**SET EXERCISE**
Please print everything from the start of the listing down to the line containing "664), (211, 684)]", both included, copying each line unchanged.

**RECORDS FOR PROCESSING**
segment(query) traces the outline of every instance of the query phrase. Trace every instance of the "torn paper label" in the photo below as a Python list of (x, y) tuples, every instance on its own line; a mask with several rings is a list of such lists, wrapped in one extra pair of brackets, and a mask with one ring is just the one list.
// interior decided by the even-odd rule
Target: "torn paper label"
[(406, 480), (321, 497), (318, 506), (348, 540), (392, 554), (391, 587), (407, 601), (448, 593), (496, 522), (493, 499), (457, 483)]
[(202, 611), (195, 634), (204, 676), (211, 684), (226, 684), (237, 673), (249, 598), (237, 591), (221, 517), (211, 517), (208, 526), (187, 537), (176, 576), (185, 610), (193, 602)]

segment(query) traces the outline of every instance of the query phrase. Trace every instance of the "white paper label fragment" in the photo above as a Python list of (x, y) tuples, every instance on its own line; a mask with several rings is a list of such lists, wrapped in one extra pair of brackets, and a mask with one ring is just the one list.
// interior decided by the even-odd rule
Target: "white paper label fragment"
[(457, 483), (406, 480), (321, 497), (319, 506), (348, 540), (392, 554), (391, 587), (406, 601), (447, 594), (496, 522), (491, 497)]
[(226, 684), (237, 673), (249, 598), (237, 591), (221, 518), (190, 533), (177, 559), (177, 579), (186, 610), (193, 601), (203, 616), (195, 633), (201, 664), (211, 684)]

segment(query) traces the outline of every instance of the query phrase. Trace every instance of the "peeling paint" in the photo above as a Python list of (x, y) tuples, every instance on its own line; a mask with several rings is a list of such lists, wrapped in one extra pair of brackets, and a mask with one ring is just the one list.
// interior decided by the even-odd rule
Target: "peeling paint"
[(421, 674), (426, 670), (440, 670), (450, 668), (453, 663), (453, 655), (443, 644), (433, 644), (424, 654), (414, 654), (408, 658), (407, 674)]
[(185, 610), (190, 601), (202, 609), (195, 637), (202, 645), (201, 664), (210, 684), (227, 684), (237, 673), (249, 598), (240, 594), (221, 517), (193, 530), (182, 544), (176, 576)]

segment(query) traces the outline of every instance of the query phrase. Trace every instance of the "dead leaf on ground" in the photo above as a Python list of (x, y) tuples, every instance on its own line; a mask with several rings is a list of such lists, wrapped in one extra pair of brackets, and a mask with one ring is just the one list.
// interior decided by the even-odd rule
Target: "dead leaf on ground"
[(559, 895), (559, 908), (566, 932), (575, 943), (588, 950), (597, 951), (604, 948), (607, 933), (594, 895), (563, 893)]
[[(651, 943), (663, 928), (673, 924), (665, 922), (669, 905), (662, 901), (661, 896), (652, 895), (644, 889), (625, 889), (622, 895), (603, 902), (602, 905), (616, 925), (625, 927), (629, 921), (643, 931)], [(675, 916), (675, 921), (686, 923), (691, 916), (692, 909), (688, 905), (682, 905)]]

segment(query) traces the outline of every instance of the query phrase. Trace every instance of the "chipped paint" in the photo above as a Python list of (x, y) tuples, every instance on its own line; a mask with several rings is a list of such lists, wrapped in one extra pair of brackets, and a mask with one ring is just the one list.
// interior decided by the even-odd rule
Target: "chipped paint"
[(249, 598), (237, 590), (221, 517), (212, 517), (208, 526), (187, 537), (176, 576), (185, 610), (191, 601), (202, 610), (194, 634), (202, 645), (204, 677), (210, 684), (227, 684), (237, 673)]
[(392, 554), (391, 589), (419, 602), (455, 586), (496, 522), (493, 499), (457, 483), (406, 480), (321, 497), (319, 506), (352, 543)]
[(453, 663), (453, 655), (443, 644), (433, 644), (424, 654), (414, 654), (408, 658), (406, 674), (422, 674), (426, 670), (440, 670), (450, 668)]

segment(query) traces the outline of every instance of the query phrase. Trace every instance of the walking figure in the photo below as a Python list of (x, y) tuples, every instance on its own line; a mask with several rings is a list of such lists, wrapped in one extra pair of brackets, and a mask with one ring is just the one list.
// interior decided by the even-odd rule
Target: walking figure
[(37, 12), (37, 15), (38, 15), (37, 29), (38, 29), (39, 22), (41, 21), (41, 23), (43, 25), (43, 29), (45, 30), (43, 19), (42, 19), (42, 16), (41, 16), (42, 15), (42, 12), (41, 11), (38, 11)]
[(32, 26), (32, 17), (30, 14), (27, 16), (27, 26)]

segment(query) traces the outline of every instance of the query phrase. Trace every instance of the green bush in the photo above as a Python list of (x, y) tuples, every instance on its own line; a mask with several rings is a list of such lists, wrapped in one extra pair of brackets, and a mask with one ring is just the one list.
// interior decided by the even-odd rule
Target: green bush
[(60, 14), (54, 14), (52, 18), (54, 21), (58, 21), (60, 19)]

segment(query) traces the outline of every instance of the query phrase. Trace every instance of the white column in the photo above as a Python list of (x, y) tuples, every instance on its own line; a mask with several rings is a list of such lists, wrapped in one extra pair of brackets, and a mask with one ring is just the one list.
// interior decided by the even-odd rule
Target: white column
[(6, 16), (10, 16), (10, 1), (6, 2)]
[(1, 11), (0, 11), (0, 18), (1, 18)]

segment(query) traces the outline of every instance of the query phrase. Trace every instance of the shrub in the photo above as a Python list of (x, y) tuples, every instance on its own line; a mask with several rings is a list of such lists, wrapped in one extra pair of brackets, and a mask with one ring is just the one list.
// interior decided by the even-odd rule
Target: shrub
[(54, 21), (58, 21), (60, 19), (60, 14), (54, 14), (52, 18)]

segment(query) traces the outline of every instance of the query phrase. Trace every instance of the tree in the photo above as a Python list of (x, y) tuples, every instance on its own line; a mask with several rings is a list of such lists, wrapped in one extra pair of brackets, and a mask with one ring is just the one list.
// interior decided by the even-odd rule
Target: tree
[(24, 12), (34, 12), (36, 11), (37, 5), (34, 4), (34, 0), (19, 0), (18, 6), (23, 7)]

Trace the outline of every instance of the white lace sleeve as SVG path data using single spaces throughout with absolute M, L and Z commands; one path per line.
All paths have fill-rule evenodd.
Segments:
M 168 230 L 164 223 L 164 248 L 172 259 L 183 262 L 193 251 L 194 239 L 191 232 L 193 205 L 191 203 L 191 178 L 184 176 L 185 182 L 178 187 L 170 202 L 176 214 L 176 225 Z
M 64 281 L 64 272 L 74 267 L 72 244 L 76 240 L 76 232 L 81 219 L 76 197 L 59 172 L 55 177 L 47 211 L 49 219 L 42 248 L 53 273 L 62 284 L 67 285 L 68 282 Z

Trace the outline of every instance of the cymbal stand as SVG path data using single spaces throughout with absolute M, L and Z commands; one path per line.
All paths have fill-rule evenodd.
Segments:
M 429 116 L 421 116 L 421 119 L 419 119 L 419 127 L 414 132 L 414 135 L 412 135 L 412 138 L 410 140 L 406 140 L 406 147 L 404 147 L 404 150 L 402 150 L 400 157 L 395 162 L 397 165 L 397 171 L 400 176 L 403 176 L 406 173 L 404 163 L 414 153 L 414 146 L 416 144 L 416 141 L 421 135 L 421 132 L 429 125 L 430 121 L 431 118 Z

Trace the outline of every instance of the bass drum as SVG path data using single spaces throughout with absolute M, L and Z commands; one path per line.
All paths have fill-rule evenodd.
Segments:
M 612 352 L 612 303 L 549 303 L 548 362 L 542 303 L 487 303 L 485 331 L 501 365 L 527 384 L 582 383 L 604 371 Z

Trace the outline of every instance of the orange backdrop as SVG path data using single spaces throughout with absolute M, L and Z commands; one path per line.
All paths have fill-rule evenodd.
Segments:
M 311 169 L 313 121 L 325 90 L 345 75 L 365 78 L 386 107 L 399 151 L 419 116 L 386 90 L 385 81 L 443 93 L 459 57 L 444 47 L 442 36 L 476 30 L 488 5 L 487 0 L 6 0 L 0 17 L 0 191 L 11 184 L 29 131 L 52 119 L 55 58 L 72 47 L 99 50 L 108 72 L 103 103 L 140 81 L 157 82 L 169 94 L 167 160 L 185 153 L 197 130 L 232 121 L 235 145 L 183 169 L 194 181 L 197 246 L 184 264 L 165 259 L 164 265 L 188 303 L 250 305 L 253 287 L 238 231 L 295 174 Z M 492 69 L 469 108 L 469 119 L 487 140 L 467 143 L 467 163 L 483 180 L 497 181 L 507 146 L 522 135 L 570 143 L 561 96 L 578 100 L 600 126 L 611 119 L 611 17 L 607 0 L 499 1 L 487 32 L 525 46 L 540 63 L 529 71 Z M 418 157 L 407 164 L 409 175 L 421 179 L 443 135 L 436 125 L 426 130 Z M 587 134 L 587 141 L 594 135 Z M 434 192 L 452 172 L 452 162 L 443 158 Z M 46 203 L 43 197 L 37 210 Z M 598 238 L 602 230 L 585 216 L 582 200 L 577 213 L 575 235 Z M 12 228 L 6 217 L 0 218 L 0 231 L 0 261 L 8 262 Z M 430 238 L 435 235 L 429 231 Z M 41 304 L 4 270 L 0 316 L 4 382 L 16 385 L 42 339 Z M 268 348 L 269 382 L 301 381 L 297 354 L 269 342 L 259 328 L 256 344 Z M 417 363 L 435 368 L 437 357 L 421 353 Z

**RESULT OF THIS EXERCISE**
segment(query) traces the outline of every instance of the query phrase. Trace every instance of the "torn paper label" in the photo below as a Python list of (x, y) tuples, every instance on its own line; a mask with several rings is a list of such lists, wrapped in one extra pair of brackets, and a mask with one ring is just the one list.
// interior decided by the even-odd rule
Target: "torn paper label"
[(406, 480), (321, 497), (318, 506), (348, 540), (392, 554), (391, 587), (407, 601), (448, 593), (496, 522), (493, 499), (457, 483)]
[(202, 611), (195, 634), (204, 676), (211, 684), (226, 684), (237, 673), (249, 598), (237, 591), (221, 517), (211, 517), (208, 526), (187, 537), (176, 576), (185, 610), (193, 602)]

segment(query) traces the outline of every instance of the query phrase. Trace every instance of the "white paper label fragment" in the photo above as a Python list of (x, y) tuples, every instance on its own line; a mask with several rings is a list of such lists, wrapped in one extra pair of brackets, and a mask with one ring is just the one list.
// interior decided by the even-odd rule
Target: "white paper label fragment"
[(457, 483), (406, 480), (321, 497), (319, 506), (348, 540), (392, 554), (391, 587), (406, 601), (447, 594), (496, 522), (491, 497)]
[(226, 684), (237, 673), (249, 598), (237, 591), (221, 518), (190, 533), (177, 559), (177, 579), (186, 610), (193, 601), (203, 616), (195, 633), (201, 664), (211, 684)]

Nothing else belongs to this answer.